**EXERCISE:** Instruction for the data below: set down exactly the lines from the line with "Target: vertical post of cross" to the line with "Where can the gravel", inclusive, and no others.

**PROVIDED DATA:**

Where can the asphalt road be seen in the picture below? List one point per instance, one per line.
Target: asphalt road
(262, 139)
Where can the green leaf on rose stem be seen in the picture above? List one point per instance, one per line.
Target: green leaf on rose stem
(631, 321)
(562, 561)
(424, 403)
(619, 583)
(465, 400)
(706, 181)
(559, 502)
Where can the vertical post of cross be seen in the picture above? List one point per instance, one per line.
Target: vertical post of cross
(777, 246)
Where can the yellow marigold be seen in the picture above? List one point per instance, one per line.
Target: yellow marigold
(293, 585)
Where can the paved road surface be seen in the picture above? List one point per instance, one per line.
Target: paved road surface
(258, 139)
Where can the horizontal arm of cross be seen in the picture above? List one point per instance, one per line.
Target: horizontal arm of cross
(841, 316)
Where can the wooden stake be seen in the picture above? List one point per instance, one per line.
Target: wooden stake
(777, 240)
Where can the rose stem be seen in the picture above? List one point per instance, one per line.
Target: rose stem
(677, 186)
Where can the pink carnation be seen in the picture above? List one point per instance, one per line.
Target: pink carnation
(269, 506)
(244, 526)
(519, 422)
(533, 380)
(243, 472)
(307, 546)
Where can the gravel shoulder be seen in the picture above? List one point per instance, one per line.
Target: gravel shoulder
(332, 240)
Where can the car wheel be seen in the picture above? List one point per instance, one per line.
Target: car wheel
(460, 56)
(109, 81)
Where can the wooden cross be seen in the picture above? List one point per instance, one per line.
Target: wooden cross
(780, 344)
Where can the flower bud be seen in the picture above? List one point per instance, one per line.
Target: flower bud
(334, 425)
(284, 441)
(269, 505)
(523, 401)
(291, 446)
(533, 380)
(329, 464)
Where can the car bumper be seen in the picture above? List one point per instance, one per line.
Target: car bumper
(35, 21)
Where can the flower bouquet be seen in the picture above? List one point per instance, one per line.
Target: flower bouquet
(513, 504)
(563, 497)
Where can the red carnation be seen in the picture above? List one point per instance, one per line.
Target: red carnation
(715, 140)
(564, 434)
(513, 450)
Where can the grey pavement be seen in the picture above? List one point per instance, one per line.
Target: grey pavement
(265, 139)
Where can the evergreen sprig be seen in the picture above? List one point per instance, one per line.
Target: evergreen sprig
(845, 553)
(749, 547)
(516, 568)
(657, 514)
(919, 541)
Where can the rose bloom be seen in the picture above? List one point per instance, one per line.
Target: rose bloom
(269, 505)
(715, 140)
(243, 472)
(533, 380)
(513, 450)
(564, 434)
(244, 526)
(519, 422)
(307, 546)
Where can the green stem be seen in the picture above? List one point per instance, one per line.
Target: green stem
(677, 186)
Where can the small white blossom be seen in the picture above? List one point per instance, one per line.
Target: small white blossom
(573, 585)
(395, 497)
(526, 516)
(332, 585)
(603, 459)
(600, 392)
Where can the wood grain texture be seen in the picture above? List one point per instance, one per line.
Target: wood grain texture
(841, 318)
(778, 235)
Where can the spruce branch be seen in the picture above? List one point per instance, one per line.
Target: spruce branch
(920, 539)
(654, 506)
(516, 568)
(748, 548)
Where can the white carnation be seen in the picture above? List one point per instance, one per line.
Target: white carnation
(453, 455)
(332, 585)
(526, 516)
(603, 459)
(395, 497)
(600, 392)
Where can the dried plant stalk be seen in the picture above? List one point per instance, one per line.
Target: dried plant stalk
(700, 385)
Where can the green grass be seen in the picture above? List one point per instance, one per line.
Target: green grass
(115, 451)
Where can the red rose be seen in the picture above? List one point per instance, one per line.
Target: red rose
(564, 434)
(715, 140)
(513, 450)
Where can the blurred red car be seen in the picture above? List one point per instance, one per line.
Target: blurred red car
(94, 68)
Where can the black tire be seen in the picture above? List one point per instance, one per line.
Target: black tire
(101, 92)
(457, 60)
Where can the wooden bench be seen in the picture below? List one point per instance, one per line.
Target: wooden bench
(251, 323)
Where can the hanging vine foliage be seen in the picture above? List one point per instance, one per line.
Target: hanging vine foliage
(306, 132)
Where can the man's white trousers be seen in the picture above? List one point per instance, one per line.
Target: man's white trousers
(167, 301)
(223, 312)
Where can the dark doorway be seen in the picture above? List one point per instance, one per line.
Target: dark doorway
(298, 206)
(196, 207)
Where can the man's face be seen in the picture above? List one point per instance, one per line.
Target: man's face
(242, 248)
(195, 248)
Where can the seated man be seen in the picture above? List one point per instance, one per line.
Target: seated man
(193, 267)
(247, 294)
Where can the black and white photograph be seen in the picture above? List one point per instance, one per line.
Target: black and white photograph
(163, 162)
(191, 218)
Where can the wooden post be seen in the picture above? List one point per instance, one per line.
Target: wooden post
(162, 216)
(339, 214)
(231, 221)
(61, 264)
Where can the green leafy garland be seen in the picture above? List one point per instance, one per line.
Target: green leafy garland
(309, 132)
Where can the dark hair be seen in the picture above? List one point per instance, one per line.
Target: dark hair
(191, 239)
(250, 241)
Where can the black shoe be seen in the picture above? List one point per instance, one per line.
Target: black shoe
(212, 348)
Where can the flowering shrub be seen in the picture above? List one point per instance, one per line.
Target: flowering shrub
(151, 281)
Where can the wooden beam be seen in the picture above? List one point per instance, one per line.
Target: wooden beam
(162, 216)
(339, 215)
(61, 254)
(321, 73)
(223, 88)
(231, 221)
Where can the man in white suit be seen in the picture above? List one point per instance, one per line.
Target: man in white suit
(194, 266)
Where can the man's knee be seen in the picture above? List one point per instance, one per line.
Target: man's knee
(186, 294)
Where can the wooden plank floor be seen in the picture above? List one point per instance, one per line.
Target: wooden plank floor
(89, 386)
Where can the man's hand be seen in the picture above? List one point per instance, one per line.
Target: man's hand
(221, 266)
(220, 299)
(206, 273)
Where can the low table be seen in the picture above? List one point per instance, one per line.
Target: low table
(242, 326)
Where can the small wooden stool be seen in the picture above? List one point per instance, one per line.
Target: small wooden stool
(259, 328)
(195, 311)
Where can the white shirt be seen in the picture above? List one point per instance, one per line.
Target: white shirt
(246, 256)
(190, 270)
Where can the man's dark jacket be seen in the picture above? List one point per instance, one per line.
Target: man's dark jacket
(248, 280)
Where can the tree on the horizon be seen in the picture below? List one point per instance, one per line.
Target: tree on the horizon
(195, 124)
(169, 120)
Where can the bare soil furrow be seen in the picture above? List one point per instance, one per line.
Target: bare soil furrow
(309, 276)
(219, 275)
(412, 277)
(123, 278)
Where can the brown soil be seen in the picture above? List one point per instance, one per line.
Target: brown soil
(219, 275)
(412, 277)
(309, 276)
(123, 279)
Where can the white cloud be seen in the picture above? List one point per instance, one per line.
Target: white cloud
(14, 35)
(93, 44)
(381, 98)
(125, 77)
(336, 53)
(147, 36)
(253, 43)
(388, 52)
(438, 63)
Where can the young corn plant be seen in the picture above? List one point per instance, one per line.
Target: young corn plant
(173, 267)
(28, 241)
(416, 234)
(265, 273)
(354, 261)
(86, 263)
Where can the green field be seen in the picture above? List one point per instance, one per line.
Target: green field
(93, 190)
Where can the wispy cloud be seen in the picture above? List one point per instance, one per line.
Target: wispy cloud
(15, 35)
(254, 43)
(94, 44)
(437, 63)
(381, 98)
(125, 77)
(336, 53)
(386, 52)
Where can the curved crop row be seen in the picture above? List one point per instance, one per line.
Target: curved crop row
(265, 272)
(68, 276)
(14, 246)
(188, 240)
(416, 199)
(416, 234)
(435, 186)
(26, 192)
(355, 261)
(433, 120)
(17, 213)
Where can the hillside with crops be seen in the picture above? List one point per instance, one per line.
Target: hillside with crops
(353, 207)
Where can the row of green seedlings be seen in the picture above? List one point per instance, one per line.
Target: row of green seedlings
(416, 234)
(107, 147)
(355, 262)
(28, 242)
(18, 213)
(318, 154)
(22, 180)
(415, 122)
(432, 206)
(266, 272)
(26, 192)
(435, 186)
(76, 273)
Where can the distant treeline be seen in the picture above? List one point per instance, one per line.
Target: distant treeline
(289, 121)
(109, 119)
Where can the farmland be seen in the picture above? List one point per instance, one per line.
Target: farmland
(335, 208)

**TASK SOLUTION:**
Target: vertical post of cross
(777, 246)
Where can the yellow marigold be seen in the picture above? List one point per instance, one per line.
Target: yellow marigold
(293, 585)
Where can the paved road surface be seen in the picture above? List one point per instance, one per line.
Target: paved road surface
(258, 139)
Where can the horizontal arm of cross be seen in the picture above? List one point per instance, one per line.
Target: horizontal arm of cross
(841, 316)
Where can the wooden stake be seen in the picture above? List one point per instance, one per line.
Target: wooden stake
(777, 240)
Where can the rose stem be seen in the picture above? List one point per instance, one per line.
Target: rose stem
(677, 186)
Where can the pink carnation be seen in the picture above? List one point per instance, one per line.
Target: pink carnation
(269, 506)
(244, 526)
(519, 422)
(533, 380)
(243, 472)
(307, 546)
Where can the gravel shoulder be seen in the picture above? List one point per instance, one per line.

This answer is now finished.